#### Exercise tasks:
a – According to the article about the hacked iPhone charger, how many member records were removed from Apple's developer website?
b – Retype the part of the article about the hacked iPhone charger starting with "For Apple, the" and going on through "isn't very scalable.".
c – Continue the article about the hacked iPhone charger from where it stops.

Apple's 'walled garden' cracked by hacked charger
- 02 August, 2013 16:12
Storming a castle's walls isn't always the best way to bring them down. Sometimes less direct siege methods work better, as a trio of researchers discovered when launching an attack on the walled garden Apple's built around its iPhone.
The Georgia Tech researchers demonstrated at the Black Hat security conference in Las Vegas this week a method for using a home-brewed charger to substitute an infected version of Facebook's iPhone app for the legitimate software with no one being the wiser.
For Apple, the demo is the second time in recent weeks that cracks have begun to show in the company's "walled garden" around its mobile ecosystem. A week ago, a website the company runs for its developers was penetrated by a Turkish security researcher and some 100,000 member records removed from the site.
"A walled garden is just that: a wall," Tom Kellermann, vice president of cyber security for Trend Micro, said via email. "The method employed demonstrates a technique to tunnel under that wall."
[See also: Apple, Samsung phone security features to be scrutinized]
Because the vulnerability discovered by the researchers involves a hardware flaw, it could present a difficult security challenge for Apple, Kellermann said. But since the tactic only works on a one-to-one basis, the attack isn't very scalable.
"Apple's greatest vulnerability still lies in attacks targeting apps and websites running in Safari," Kellermann added.
Choosing Apple, considered a very secure ecosystem, as a target for their demonstration made the attack more fascinating, said Alex Watson, director of security research at Websense.
The level of detail in the demo also impressed Watson. "It wasn't just a proof of concept saying, 'This is possible,'" he said in an interview. "They were able to very surreptitiously delete a Facebook application and put a compromised Facebook application in the exact same spot on the screen where the previous one existed.
"It shows a very convincing and very repeatable attack that would very hard to detect," he added.

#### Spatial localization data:

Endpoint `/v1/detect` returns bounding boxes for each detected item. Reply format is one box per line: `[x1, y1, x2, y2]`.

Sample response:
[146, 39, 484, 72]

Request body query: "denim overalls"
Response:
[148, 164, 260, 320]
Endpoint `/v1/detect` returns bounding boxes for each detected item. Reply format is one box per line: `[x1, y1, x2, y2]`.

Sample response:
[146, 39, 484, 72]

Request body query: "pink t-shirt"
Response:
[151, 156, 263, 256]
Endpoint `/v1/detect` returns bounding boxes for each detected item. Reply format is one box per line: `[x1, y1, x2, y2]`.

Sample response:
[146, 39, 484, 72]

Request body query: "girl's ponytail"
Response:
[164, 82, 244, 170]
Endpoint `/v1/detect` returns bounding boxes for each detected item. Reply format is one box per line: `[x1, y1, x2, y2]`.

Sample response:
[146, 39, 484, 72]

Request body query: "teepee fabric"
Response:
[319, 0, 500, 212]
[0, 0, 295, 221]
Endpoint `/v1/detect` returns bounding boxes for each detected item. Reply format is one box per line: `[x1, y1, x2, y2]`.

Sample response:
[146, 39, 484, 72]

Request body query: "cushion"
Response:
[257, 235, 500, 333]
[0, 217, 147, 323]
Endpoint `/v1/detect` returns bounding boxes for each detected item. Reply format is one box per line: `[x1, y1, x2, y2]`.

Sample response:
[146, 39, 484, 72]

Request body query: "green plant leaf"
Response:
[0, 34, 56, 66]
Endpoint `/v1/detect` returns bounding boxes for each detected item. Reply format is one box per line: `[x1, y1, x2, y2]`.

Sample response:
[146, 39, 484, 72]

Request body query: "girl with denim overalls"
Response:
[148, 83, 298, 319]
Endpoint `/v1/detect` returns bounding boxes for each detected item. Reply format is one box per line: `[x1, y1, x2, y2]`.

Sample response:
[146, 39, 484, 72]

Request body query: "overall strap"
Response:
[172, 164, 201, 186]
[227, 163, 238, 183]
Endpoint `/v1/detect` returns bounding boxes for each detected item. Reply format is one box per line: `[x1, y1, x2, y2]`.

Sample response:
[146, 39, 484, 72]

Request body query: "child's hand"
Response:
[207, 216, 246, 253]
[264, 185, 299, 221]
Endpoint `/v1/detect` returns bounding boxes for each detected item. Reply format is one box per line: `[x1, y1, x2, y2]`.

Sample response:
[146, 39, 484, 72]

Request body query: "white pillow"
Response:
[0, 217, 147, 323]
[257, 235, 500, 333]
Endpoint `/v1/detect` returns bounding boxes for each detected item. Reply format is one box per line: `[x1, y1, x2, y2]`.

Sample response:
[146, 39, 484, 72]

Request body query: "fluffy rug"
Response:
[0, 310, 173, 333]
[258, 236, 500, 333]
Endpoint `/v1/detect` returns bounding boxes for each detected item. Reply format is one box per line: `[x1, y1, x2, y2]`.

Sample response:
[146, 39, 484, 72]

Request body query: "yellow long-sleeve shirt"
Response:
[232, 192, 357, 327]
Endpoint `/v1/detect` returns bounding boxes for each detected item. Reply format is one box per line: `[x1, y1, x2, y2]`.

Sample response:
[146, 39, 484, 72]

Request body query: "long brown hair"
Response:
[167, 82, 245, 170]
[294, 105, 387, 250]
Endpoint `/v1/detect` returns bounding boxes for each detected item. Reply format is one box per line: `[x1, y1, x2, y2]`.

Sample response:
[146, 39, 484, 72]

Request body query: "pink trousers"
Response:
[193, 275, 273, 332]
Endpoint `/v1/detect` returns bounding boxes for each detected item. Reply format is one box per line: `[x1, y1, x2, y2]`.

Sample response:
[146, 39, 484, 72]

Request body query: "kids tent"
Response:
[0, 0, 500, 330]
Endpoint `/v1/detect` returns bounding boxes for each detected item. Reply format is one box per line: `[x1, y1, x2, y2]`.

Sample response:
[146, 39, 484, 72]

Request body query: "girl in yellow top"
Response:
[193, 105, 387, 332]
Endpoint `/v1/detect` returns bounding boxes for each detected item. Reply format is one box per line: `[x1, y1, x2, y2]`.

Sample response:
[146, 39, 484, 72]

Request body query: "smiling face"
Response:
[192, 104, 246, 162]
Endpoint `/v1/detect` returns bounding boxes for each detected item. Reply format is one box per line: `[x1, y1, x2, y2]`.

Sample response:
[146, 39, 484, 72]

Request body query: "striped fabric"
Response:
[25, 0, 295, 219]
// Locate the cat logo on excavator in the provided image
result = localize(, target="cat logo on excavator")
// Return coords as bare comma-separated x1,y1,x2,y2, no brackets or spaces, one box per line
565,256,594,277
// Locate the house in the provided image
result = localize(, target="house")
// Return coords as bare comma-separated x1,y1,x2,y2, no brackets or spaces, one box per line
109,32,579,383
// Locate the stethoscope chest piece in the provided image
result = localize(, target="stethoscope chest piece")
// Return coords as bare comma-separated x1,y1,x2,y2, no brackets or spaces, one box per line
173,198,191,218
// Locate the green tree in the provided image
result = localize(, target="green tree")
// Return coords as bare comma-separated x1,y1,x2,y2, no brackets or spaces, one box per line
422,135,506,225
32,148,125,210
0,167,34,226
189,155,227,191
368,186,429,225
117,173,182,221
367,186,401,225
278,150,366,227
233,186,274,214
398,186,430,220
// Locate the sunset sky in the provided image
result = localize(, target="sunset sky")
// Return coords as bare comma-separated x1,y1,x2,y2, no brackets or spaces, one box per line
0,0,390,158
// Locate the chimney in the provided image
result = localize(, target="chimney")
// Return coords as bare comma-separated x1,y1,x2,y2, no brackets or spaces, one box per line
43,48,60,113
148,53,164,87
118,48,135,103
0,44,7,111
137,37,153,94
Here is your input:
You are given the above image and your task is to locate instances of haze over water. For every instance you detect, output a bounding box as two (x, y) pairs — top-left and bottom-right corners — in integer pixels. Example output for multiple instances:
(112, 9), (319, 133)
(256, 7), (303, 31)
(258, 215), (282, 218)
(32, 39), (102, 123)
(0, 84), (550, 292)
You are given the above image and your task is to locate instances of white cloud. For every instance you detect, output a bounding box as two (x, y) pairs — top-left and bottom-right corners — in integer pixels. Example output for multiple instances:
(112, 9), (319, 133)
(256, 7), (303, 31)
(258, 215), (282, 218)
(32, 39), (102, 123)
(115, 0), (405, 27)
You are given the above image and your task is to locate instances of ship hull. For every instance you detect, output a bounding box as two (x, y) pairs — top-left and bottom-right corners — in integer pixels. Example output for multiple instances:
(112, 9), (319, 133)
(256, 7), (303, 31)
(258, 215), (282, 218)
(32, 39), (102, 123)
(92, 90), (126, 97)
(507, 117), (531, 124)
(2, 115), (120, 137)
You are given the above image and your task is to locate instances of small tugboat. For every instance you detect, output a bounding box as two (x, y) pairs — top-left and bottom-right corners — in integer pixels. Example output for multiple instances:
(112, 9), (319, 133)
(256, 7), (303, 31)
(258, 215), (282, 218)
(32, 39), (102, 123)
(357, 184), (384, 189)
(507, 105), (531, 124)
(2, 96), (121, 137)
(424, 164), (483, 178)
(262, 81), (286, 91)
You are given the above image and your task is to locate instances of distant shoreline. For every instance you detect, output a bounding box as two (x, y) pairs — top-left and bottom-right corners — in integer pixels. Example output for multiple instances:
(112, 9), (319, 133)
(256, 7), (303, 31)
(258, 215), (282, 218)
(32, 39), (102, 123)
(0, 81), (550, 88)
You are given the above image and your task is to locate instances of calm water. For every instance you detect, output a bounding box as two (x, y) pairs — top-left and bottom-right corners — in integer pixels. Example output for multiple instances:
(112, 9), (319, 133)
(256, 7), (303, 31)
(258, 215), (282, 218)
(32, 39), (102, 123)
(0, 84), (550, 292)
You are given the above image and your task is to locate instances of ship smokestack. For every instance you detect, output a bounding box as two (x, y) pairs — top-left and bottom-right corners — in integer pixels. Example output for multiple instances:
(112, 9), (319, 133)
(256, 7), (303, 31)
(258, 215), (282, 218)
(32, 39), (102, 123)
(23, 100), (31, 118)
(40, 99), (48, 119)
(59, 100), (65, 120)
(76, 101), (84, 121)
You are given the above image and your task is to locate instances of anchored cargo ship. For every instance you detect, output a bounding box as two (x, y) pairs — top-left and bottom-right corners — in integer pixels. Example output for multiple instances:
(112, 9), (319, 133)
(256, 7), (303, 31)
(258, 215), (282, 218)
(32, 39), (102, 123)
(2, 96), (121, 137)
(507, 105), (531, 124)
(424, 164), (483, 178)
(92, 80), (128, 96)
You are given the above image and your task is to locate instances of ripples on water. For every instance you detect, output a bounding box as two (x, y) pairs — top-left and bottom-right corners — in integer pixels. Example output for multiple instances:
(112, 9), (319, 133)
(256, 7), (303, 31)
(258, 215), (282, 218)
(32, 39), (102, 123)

#### Per-task outputs:
a – Some 100,000 member records.

b –
For Apple, the demo is the second time in recent weeks that cracks have begun to show in the company's "walled garden" around its mobile ecosystem. A week ago, a website the company runs for its developers was penetrated by a Turkish security researcher and some 100,000 member records removed from the site.
"A walled garden is just that: a wall," Tom Kellermann, vice president of cyber security for Trend Micro, said via email. "The method employed demonstrates a technique to tunnel under that wall."
[See also: Apple, Samsung phone security features to be scrutinized]
Because the vulnerability discovered by the researchers involves a hardware flaw, it could present a difficult security challenge for Apple, Kellermann said. But since the tactic only works on a one-to-one basis, the attack isn't very scalable.

c –
To attack an iPhone 5, the researchers -- Billy Lau and graduate students Yeongjin Jang and Chengyu Song -- built a bogus charger based on a $45 single-board computer called a BeagleBoard. The box -- dubbed Mactan, the scientific name for the Black Widow spider -- exploits code in the operating system that allows anyone with a developer's license to install custom software on the handset.
Once connected to the phone, Mactan reads the handset's Unique Device Identifier, registers it as a developer's test device and then uses those privileges to install malware.
The compromised Facebook app contained a Trojan that could capture screenshots and button touches and send them to a server connected to the Internet.
The researchers were not immediately available for comment.
Apple did not respond to a request for comment on the hack, but it has reportedly moved to address the problem. The issue has already been addressed in the latest beta of iOS 7, the next version of Apple's mobile operating system expected to be finalized this fall, Reuters reported.
"The good news is that the researchers informed Apple and iOS 7 will have protection in place against this vulnerability," security analyst Graham Cluley said by email. "What isn't clear at this stage is whether Apple is also going to roll out a security update for earlier versions of iOS."
Pending the release of a patch, he said, iPhone owners should be charging their iOS devices only from an electrical socket in the wall or by plugging it into their own computers.
Since the researchers' exploit only works on an unlocked iPhone, it's also wise for users to lock their phones and secure them with a strong password.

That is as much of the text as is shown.